■ WORK TO COMPLETE: Exactly as written, transcribe the data from its opening line through the line containing "I need to find the log wall". Leave every picture out.

----------

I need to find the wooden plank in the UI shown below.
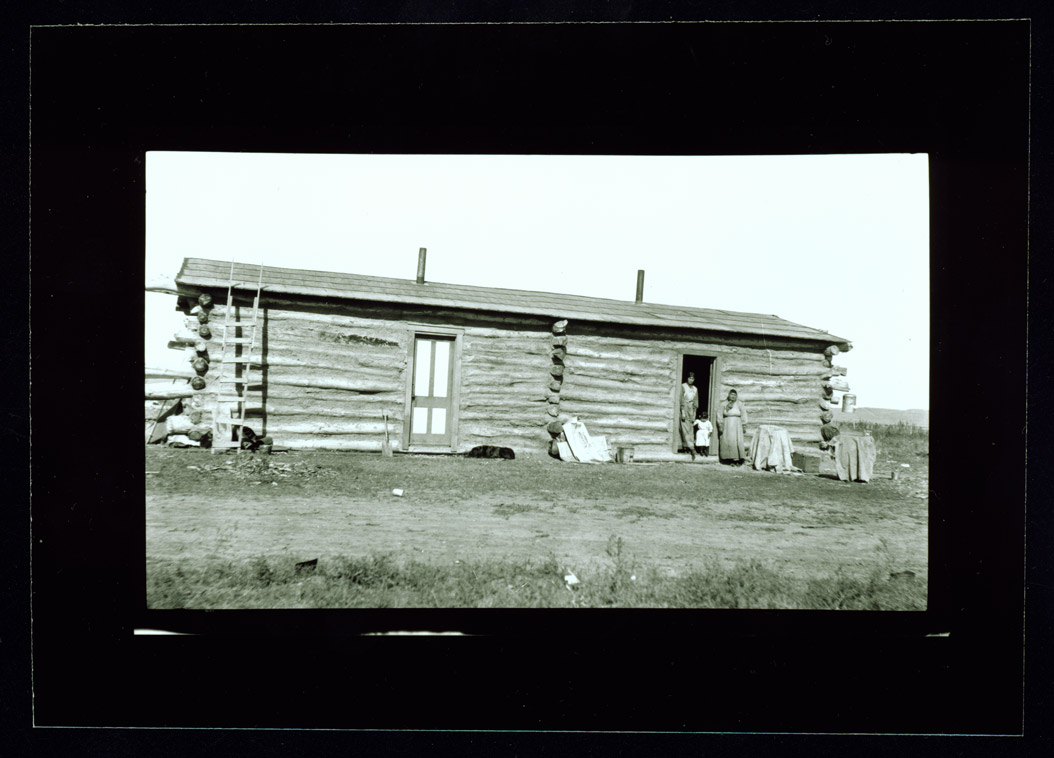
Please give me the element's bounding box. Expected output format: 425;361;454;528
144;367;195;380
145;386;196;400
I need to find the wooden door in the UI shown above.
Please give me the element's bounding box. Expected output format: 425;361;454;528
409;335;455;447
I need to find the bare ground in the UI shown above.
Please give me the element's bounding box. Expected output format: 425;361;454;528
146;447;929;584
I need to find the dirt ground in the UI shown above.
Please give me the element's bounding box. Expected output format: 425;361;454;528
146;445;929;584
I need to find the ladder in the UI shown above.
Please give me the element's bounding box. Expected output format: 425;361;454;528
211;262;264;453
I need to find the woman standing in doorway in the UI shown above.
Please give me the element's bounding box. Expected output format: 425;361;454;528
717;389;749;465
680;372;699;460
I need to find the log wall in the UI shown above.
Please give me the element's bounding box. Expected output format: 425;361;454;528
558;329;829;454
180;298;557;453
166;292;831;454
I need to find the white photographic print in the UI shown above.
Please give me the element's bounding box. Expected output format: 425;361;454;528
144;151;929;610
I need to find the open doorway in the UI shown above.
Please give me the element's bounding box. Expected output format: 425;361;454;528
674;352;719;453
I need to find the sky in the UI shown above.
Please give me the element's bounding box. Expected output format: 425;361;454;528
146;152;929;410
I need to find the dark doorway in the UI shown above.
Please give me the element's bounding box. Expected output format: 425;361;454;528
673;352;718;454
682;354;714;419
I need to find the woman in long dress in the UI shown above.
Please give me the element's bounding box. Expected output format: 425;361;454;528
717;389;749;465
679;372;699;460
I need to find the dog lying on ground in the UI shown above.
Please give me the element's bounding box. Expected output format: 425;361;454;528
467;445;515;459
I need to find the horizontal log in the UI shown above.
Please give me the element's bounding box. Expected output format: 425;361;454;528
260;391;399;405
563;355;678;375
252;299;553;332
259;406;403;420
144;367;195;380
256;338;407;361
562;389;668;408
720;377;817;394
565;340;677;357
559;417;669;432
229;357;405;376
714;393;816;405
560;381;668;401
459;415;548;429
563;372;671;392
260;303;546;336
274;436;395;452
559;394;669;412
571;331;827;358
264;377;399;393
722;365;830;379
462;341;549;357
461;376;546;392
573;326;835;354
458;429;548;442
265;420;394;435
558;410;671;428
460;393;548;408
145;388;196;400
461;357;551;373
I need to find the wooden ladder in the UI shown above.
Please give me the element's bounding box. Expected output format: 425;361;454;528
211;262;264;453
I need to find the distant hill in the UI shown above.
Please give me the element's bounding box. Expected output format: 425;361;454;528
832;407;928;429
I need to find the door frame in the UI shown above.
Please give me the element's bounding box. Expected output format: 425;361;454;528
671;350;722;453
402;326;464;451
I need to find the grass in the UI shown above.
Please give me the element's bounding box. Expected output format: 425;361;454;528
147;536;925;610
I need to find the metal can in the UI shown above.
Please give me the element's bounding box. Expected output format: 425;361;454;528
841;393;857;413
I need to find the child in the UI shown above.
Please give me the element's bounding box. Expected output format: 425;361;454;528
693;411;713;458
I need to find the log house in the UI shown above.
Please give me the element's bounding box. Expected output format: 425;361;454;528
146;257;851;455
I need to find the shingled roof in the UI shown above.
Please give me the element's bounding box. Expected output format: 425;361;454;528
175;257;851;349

----------

■ ANSWER BOX:
I need to find the wooden plank in the UI shown below.
Please give me the element's bounding box. Expected output format: 425;361;454;528
144;367;195;380
145;386;196;400
I need to find the wooden door in the UI shown above.
Please give me the element's bounding box. Expected output format: 425;361;454;528
409;335;455;447
I need to find the bare ground in the UI shown above.
Please give me the element's bounding box. Expected output format: 425;361;454;528
146;447;929;584
I need to find the dirt ground in the UI shown above.
Please give me the element's bounding box. Expected output format: 425;361;454;528
146;445;929;584
I need to find the ladder in the UI shown above.
Please give me the element's bounding box. Expected output format: 425;361;454;528
211;262;264;453
I need to find the woman standing in doorway in the UI shown above.
Please give me the element's bounding box. Expected output format: 425;361;454;528
717;389;749;465
680;372;699;460
I need to find the log wall in the UI shown above.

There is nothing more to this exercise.